# Task prompt
Pick out every line of the entries below where "sailboat" occurs, and copy those lines.

Point localization data:
++++++++++

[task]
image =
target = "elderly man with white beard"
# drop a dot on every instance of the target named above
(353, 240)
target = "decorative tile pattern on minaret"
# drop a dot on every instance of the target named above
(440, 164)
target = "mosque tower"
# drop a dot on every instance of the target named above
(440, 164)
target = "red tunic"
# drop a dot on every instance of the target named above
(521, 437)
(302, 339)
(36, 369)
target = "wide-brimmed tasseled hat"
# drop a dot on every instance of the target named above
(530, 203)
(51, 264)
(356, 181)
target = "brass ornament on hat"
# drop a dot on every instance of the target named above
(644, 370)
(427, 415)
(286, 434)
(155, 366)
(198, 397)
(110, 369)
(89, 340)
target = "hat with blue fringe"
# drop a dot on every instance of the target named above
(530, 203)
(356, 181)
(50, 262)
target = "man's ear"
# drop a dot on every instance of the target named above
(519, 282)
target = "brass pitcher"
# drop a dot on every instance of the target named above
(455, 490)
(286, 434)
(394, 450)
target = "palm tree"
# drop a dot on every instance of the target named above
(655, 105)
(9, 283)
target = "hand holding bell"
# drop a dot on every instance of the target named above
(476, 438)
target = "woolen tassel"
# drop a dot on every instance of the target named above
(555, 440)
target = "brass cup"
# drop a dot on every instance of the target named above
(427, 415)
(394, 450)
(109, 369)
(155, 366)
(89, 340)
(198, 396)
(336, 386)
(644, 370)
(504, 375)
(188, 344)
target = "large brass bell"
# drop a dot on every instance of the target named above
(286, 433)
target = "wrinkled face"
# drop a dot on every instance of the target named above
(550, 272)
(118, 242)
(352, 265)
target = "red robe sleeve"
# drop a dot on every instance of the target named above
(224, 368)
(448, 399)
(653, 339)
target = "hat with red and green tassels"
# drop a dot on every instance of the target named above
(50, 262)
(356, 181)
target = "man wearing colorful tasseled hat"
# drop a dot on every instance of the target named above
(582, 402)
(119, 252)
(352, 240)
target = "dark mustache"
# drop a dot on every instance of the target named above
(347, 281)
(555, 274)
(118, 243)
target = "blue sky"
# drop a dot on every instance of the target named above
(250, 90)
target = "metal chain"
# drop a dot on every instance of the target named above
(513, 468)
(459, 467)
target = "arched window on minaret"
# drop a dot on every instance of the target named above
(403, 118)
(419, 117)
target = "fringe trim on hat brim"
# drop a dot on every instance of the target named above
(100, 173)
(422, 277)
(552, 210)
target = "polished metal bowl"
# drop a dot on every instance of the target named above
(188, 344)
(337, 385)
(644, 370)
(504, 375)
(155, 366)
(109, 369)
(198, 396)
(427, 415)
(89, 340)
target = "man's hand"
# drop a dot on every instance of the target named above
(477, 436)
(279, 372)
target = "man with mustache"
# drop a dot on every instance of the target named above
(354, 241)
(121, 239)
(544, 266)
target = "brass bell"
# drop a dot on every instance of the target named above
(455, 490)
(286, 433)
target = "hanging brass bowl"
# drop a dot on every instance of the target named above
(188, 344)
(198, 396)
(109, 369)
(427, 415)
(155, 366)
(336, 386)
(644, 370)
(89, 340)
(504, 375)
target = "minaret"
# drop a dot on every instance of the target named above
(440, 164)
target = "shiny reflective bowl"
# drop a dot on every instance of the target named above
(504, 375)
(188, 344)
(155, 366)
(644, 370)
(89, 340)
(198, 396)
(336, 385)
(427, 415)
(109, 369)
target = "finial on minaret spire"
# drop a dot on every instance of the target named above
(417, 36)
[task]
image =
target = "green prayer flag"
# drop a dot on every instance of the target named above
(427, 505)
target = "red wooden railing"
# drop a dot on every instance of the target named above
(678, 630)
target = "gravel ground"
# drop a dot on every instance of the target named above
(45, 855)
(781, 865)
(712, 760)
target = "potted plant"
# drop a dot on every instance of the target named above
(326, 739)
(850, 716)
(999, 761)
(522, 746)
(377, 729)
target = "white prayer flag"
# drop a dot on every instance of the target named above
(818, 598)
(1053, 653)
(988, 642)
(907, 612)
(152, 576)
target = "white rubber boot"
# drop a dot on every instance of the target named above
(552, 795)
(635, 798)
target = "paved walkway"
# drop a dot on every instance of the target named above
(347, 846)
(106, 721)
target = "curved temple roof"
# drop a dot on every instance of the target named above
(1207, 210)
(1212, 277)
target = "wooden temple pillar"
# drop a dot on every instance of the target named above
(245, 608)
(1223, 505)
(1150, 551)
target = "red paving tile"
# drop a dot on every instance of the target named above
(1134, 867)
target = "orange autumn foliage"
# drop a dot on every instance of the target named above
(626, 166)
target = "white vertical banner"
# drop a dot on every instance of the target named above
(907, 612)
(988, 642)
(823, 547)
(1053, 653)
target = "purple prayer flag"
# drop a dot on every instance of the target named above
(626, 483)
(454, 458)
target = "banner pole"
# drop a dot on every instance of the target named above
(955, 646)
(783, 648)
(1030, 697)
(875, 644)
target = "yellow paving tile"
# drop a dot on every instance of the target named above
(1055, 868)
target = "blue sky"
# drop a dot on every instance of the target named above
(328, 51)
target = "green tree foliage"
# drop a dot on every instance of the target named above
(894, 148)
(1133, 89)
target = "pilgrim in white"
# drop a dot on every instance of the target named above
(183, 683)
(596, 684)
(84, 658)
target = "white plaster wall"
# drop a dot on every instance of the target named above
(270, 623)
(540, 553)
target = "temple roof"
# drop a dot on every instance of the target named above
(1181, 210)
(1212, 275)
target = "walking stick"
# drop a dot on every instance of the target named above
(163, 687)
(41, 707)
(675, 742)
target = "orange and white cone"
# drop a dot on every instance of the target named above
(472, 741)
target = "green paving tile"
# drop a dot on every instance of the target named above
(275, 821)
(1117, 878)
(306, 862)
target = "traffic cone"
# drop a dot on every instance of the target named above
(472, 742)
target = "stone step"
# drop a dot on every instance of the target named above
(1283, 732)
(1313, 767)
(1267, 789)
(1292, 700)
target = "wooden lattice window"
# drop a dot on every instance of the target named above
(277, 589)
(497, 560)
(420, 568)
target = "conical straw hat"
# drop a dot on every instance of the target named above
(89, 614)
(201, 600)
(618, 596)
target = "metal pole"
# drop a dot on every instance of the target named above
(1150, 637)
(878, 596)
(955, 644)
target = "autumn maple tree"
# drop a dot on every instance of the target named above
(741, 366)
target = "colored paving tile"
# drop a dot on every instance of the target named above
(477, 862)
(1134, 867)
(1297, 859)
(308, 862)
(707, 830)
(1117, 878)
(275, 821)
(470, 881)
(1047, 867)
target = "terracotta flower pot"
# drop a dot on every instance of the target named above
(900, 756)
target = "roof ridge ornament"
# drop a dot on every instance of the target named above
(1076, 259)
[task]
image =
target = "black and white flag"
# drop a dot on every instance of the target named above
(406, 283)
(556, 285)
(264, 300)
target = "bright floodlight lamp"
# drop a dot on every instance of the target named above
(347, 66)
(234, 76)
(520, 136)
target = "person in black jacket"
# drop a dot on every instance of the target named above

++++++++++

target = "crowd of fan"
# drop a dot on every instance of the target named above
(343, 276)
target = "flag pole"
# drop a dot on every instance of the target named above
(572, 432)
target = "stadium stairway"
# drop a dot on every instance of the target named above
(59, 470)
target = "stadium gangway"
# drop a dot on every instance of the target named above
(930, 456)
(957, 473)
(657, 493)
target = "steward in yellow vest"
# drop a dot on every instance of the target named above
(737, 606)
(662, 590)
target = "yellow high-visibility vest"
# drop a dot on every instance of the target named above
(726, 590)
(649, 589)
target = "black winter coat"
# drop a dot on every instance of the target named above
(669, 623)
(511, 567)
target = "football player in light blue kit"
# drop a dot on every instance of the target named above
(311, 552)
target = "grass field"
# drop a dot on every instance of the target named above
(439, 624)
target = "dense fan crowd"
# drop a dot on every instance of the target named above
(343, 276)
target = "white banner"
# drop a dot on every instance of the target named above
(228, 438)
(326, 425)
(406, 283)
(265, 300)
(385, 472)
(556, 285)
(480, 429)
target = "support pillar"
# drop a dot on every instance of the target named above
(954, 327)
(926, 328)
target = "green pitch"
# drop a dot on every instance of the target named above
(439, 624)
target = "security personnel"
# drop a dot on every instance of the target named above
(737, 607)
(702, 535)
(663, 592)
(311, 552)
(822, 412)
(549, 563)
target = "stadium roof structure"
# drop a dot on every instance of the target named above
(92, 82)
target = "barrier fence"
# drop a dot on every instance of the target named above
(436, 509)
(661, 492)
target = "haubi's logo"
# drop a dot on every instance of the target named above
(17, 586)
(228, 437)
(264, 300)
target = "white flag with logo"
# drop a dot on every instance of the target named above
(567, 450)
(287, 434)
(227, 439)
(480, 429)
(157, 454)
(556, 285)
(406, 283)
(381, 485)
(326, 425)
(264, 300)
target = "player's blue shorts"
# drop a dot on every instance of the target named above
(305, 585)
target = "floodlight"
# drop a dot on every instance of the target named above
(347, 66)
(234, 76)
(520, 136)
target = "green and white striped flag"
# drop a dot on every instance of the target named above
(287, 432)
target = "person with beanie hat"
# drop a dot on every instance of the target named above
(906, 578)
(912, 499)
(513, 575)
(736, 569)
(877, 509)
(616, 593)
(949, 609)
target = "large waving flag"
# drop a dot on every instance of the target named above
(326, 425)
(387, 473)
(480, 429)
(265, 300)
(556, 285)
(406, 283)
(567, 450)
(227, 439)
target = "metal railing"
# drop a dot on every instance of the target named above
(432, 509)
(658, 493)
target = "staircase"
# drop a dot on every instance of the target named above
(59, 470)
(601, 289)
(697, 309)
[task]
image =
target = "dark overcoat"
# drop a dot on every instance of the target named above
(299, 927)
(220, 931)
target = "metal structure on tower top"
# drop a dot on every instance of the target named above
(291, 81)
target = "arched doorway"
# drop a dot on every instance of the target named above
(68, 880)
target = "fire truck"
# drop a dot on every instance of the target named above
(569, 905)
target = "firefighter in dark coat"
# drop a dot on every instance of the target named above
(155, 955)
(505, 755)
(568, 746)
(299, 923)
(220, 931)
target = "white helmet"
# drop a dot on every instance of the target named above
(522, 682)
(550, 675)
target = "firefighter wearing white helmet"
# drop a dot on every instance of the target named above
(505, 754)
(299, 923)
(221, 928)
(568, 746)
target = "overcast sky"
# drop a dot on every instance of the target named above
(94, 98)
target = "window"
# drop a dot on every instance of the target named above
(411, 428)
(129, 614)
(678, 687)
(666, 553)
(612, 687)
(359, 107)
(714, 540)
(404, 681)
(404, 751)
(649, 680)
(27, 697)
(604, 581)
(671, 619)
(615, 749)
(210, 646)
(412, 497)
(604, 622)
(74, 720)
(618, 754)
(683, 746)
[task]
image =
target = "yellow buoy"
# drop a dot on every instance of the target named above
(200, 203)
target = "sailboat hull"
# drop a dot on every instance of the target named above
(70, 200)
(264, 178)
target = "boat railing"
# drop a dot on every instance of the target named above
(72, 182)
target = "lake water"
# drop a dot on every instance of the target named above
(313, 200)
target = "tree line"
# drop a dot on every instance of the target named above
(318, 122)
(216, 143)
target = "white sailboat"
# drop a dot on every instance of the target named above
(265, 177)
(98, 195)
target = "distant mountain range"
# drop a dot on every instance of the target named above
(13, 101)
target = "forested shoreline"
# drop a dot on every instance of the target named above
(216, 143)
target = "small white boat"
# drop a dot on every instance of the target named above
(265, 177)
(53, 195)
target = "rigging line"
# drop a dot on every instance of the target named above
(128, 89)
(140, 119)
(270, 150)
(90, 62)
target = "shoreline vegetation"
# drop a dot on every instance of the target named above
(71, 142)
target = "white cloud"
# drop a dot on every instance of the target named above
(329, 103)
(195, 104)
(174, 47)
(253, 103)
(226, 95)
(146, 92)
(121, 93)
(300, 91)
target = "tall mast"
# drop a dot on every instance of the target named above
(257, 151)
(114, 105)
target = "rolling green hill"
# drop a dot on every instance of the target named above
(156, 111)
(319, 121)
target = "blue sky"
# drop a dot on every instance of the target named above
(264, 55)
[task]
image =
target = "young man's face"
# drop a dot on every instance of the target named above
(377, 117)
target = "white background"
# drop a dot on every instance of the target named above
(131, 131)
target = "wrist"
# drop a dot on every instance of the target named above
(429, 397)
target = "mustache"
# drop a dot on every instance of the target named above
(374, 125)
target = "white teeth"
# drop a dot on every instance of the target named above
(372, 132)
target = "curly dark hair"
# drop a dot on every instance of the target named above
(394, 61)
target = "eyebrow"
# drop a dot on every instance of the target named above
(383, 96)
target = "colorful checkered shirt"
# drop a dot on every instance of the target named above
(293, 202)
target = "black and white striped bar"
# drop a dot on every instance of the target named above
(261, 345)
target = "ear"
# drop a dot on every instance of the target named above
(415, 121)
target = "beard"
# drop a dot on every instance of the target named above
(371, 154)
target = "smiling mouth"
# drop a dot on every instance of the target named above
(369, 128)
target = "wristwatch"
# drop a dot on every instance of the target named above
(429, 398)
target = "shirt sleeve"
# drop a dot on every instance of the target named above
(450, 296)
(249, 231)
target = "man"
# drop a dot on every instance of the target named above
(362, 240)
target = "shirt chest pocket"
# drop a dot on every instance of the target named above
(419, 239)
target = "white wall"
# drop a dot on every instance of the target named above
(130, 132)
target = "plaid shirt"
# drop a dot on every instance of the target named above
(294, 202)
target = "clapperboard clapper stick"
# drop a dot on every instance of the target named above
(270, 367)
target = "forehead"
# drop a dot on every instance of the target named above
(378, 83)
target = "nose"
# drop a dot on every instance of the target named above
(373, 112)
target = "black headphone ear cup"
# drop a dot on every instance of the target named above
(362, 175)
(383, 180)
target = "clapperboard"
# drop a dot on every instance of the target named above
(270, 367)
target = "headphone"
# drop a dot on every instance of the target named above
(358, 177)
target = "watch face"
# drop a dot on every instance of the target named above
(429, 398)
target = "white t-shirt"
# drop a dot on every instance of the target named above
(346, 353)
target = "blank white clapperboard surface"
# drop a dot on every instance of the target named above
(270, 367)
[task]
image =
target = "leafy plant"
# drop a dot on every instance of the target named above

++++++++++

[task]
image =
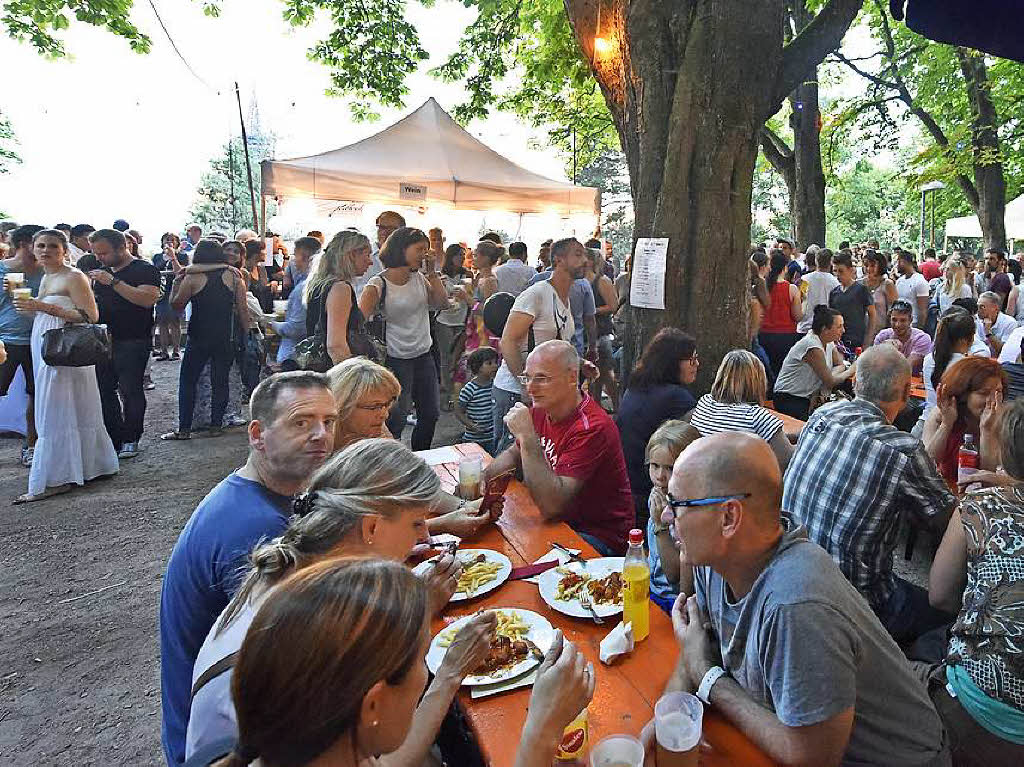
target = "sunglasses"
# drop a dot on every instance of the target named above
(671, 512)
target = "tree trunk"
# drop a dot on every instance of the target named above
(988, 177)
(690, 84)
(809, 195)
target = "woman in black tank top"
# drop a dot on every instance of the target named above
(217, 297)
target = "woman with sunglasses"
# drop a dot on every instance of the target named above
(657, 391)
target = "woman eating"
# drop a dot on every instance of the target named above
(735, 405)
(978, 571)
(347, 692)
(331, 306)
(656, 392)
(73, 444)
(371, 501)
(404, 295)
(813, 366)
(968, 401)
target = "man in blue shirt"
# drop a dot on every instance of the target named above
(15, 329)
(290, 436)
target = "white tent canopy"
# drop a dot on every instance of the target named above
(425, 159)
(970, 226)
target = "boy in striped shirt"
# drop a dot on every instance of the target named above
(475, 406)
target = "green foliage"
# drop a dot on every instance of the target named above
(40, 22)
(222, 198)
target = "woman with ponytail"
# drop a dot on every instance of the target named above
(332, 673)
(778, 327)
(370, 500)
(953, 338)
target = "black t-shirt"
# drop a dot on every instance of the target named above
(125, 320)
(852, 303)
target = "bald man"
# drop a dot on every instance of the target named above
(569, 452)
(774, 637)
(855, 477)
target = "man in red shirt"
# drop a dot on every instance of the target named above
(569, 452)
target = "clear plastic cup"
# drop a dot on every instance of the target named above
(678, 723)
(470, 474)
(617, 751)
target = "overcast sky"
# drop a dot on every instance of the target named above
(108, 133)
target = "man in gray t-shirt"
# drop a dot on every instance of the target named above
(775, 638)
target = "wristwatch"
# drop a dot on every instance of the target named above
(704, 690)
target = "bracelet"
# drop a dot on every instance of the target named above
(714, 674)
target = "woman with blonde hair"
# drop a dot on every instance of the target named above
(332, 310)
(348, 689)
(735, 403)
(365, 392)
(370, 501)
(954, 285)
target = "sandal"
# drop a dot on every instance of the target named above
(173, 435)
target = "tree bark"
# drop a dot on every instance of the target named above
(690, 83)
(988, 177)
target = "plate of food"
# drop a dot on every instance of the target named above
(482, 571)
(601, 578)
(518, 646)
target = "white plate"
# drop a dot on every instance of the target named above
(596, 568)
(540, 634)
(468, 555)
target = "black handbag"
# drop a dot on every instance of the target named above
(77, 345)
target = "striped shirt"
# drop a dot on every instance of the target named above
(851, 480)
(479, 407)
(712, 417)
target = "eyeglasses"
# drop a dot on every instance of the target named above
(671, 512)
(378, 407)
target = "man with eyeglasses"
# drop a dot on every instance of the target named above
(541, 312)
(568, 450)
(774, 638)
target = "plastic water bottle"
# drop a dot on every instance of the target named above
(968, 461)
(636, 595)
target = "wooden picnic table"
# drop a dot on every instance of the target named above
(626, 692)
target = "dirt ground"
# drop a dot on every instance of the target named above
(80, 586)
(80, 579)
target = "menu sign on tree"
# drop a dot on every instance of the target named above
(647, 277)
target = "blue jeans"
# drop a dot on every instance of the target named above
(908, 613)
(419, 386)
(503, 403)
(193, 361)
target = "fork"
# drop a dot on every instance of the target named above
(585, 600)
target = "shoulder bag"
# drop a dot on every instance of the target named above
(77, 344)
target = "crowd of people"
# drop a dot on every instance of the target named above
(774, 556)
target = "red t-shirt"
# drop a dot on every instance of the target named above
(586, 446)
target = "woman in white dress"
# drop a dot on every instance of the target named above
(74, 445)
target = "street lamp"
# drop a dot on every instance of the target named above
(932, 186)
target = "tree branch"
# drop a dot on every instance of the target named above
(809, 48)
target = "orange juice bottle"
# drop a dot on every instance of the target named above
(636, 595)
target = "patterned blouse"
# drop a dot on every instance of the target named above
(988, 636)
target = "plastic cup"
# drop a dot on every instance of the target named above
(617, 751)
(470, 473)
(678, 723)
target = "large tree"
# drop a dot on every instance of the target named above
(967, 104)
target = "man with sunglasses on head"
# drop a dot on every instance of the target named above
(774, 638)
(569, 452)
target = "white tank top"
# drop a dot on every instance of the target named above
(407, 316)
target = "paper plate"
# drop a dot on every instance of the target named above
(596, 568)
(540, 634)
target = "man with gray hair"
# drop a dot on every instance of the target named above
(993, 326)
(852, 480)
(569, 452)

++++++++++

# Result
target = "sailboat hull"
target = "white sailboat"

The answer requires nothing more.